**Trecho do texto**
Nossa tarefa é ajudar nossos filhos a desenvolver confiança e inspirar neles um senso de estima, resiliência e coragem para enfrentar um mundo que não costuma se impressionar nem com os melhores esforços. Isso só pode ser feito com incentivo, amor incondicional e apoio. Os filhos precisam aprender que são aceitos a despeito daquilo que fazem; e que são aplaudidos até mesmo quando caem, porque ousaram tentar.
Talvez o que possa inspirar os pais nessa longa caminhada seja aplicar o segundo princípio proposto por Stephen Covey no livro Os Sete Hábitos das Pessoas Altamente Eficazes: “comece com o fim em mente”. O destino que desejamos para nossos filhos é a salvação eterna e nosso objetivo de curto prazo é ajudar para que eles desenvolvam a capacidade de viver por conta própria. Por isso, ao longo do caminho precisamos manter o foco naquilo que eles mais necessitam em cada fase (ver quadro “Participe de cada etapa”). Nossa tarefa não é tomar decisões por eles, mas influenciá-los para que façam as melhores escolhas.

**Exercícios**
[A] Diga se cada frase abaixo concorda com o texto sobre a criação dos filhos. Responda sim ou não e copie as palavras do texto que decidem a resposta.
(i) Os filhos devem ser aplaudidos mesmo quando caem.
(ii) A tarefa dos pais é tomar decisões pelos filhos.
(iii) "Comece com o fim em mente" é o primeiro princípio proposto por Stephen Covey.
[B] Responda com base no texto sobre a criação dos filhos:
(i) Com o que, segundo o texto, a tarefa dos pais só pode ser feita?
(ii) Qual é o objetivo de curto prazo dos pais?
(iii) Qual é o nome do quadro que o texto indica?
[C] Continue o texto sobre a criação dos filhos a partir do ponto em que ele termina.

**Itens extraídos**
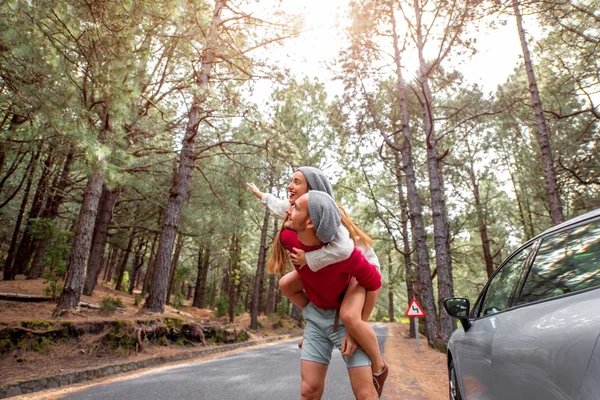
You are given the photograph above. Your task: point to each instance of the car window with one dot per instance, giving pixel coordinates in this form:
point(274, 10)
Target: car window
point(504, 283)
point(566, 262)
...
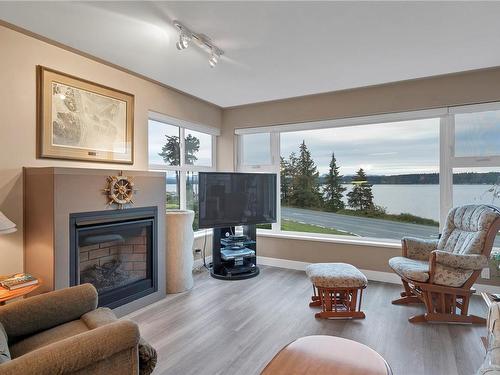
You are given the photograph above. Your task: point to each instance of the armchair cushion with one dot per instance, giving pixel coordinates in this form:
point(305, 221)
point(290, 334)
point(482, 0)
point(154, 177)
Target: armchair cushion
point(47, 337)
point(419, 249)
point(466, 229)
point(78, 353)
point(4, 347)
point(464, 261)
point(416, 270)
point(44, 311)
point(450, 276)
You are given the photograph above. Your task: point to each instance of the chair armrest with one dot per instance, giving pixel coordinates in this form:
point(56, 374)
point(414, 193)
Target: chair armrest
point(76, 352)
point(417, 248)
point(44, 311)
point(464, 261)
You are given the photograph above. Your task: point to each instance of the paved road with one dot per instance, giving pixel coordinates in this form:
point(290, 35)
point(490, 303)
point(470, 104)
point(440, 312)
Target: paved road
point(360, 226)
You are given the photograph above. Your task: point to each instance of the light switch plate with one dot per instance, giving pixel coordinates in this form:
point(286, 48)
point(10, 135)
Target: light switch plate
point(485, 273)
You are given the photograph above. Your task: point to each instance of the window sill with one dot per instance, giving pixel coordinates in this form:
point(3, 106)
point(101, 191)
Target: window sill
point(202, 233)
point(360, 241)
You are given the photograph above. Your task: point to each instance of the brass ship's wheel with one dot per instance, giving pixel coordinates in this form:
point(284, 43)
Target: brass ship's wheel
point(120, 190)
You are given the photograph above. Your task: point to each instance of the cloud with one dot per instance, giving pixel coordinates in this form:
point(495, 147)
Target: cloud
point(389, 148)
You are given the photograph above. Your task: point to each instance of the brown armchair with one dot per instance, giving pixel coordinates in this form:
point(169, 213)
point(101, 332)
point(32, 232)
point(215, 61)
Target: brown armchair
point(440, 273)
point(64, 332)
...
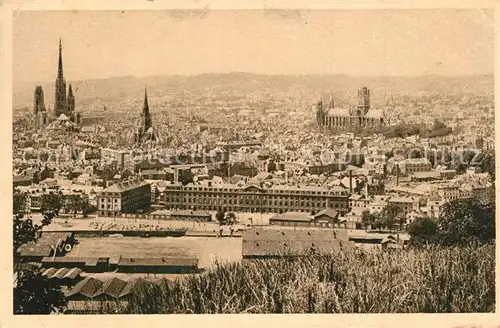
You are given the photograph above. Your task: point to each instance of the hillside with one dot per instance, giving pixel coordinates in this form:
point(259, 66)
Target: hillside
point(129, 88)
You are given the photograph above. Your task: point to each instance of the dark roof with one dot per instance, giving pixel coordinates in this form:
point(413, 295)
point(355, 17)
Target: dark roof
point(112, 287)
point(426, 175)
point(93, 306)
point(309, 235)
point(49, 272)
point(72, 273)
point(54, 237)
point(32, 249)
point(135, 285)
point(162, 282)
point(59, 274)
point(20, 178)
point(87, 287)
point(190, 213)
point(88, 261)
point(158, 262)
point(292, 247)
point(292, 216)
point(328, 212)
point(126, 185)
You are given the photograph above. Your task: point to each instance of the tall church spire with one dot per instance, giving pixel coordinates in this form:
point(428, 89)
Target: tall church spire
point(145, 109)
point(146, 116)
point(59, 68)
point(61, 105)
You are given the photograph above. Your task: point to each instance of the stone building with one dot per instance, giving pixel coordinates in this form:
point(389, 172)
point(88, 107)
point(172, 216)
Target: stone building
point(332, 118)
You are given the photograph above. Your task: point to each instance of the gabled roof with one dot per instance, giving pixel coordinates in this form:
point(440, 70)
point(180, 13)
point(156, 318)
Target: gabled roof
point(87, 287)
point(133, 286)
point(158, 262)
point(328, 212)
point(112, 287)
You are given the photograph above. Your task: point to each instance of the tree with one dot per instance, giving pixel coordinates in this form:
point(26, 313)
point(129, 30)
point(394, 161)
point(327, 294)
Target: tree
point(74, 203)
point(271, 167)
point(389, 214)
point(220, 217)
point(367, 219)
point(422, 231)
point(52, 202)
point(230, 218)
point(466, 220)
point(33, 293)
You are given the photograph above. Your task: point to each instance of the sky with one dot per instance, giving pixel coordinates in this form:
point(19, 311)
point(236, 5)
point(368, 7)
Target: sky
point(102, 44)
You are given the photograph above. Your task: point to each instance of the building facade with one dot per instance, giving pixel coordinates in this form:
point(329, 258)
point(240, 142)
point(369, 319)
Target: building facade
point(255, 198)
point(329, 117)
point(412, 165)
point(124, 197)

**Respostas dos exercícios**
[A]
(i) Sim: "são aplaudidos até mesmo quando caem, porque ousaram tentar"
(ii) Não: "Nossa tarefa não é tomar decisões por eles, mas influenciá-los para que façam as melhores escolhas."
(iii) Não: "o segundo princípio proposto por Stephen Covey"

[B]
(i) Com incentivo, amor incondicional e apoio.
(ii) Ajudar os filhos a desenvolver a capacidade de viver por conta própria.
(iii) "Participe de cada etapa".

[C]
Os pais têm a tarefa importante de ser líderes e sacerdotes do lar. Eles precisam se fazer presentes na vida dos filhos e se engajar no desenvolvimento integral de suas crianças. À medida que o modelo de paternidade continua a mudar e o papel dos pais se expande, faria bem lembrar de uma citação de Ellen White: “O mundo não necessita tanto de grandes mentalidades como de homens bons, que serão uma bênção em seu lar” (O Lar Adventista, p. 38).
SAIBA +
PARTICIPE DE CADA ETAPA
O envolvimento do pai é importante em todas as fases de desenvolvimento do filho. Saiba quais são as necessidades básicas das crianças e como ajudá-las em seu desenvolvimento.
0 a 2 anos. A criança precisa de proteção física. Ela transita por um mundo com o qual só se conecta por meio de formas e cores que ainda não sabe definir nem apreciar.
3 a 6 anos. Os filhos se interessam pelo funcionamento das coisas, porque estão buscando encontrar sentido na realidade que os cerca. Nessa fase, o papel do pai é lidar com o bombardeio de “porquês” e estimular o espírito de descoberta do filho.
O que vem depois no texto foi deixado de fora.